▶ **What to produce**: Count the lines in the rows below that contain the string "json", and reply with only that number.

[start]

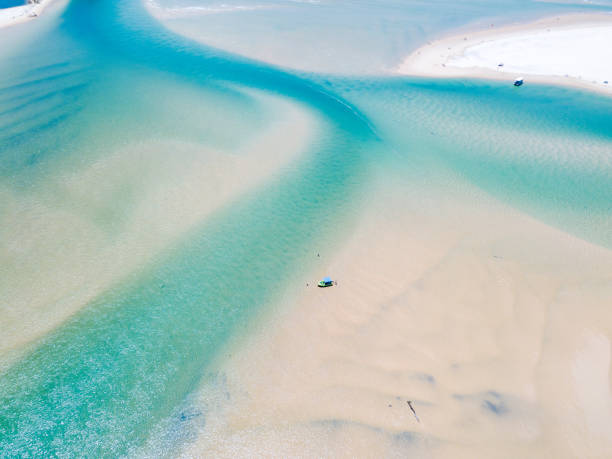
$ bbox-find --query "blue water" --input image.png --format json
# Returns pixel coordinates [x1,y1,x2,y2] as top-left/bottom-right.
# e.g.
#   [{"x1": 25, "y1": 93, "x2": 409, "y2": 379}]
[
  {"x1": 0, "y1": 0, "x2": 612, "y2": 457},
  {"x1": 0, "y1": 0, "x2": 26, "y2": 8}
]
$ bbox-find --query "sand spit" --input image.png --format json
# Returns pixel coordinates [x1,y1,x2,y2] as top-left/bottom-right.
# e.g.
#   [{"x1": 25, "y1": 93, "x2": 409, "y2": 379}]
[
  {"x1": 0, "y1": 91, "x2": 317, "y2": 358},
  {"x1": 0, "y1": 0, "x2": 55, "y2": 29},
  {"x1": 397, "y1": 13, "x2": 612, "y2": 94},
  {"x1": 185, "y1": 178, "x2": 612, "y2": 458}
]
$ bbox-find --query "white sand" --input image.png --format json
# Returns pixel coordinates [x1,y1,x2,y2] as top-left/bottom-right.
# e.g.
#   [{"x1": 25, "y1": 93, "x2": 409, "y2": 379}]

[end]
[start]

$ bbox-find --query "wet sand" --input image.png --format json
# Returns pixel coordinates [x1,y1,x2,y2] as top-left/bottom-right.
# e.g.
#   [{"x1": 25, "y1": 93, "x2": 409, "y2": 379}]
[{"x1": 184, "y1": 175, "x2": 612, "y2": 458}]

[end]
[start]

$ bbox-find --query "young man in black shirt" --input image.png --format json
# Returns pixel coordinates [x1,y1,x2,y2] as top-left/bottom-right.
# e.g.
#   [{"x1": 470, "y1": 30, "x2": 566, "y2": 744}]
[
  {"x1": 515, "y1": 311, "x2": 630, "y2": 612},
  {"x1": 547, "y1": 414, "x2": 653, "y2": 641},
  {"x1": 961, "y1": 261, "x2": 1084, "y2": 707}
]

[end]

▶ **Reply**: 5